Nissan brought back a beloved badge on the cheapest car it could build — then a crash test gave it zero stars and demanded it be pulled from sale
On 15 July 2013, on a stage in New Delhi, Carlos Ghosn pulled a cover off a small grey hatchback and brought a ghost back to life. The badge on its nose read Datsun — the name that had built Nissan's reputation in America in the 1970s, then vanished for 27 years. Ghosn was reviving it for a new audience: first-time buyers in India, Russia and Indonesia, the people Nissan called "the new risers." The car was the Datsun Go. When it reached Indian showrooms in March 2014 it cost 3.12 lakh rupees — around €4,000 — which made it one of the cheapest new cars on sale anywhere on earth.
The launch worked exactly as designed. A heritage name with real emotional weight, a clean modern shape, a price that opened the brand to millions of people buying their first car. On paper, and in every photograph, the revival looked like a triumph of brand strategy. Then someone drove one into a wall.
The badge said heritage. The body said budget.
===============
### DO THIS
Resume the article on the Datsun Go and its zero-star crash test from the point where it stops.
===============
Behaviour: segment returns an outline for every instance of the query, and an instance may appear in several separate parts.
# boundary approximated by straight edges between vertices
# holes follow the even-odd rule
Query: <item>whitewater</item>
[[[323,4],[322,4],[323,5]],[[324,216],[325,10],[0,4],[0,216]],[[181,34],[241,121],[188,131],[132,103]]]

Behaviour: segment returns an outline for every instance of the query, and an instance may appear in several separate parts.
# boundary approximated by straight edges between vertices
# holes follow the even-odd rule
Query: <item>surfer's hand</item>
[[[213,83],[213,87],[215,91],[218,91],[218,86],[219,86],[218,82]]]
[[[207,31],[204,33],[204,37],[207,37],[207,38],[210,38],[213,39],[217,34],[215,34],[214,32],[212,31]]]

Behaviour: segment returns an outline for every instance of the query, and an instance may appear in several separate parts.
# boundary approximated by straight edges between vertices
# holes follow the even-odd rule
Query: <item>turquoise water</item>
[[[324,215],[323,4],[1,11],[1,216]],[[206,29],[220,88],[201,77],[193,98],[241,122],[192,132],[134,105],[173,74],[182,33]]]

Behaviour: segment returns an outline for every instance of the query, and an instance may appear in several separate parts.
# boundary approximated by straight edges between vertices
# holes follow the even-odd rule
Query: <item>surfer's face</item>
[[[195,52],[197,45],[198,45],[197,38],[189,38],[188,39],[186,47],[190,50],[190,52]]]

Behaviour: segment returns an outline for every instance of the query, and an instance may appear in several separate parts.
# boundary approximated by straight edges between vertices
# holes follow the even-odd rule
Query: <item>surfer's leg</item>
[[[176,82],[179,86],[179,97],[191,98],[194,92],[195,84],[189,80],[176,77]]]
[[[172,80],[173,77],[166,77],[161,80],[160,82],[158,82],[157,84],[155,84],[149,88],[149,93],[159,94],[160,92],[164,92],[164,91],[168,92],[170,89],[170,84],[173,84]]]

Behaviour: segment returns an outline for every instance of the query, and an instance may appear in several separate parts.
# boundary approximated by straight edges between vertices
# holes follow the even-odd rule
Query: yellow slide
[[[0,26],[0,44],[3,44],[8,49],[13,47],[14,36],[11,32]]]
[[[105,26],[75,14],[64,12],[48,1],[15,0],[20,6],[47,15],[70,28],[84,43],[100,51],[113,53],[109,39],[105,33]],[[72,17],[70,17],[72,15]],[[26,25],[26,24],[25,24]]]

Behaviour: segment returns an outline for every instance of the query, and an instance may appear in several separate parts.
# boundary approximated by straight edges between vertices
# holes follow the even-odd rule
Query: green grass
===============
### THE REPLY
On 6 November 2014, Global NCAP released crash-test results for cars sold in India, and the Datsun Go scored zero stars for adult occupant protection. Not a poor score. Zero. The independent testing body reported that "the vehicle structure collapsed and was rated unstable during the test" — meaning the passenger cell, the cage that is supposed to survive an impact so the people inside do too, folded. Global NCAP did not soften it. Its chairman, Max Mosley, wrote directly to Carlos Ghosn and asked Nissan to withdraw the Go from sale pending "an urgent redesign of the car's body-shell."
That request is the part that should stop any brand team cold. Crash-test bodies grade cars all the time; they almost never ask a manufacturer to take one off the market entirely. Mosley's letter went further still: "It is extremely disappointing that Nissan has authorised the launch of a brand new model that is so clearly sub-standard," he wrote, adding that as engineered, the Go "will certainly fail to pass the United Nation's frontal impact regulation." A revered badge, a global launch, a CEO on stage — and the first independent verdict on the actual object was a demand that it be pulled.
"It meets local regulations" is not the same as "it is safe"
Nissan's response is the most instructive line in the whole episode. The company did not dispute the result. It said the car "meets the required local vehicle regulations in India as well as in Indonesia and South Africa." That was true. India had no mandatory crash-test standard the Go failed, because at the time India barely had one at all. The car was legal. It was also, by the only independent test that existed, a zero-star car.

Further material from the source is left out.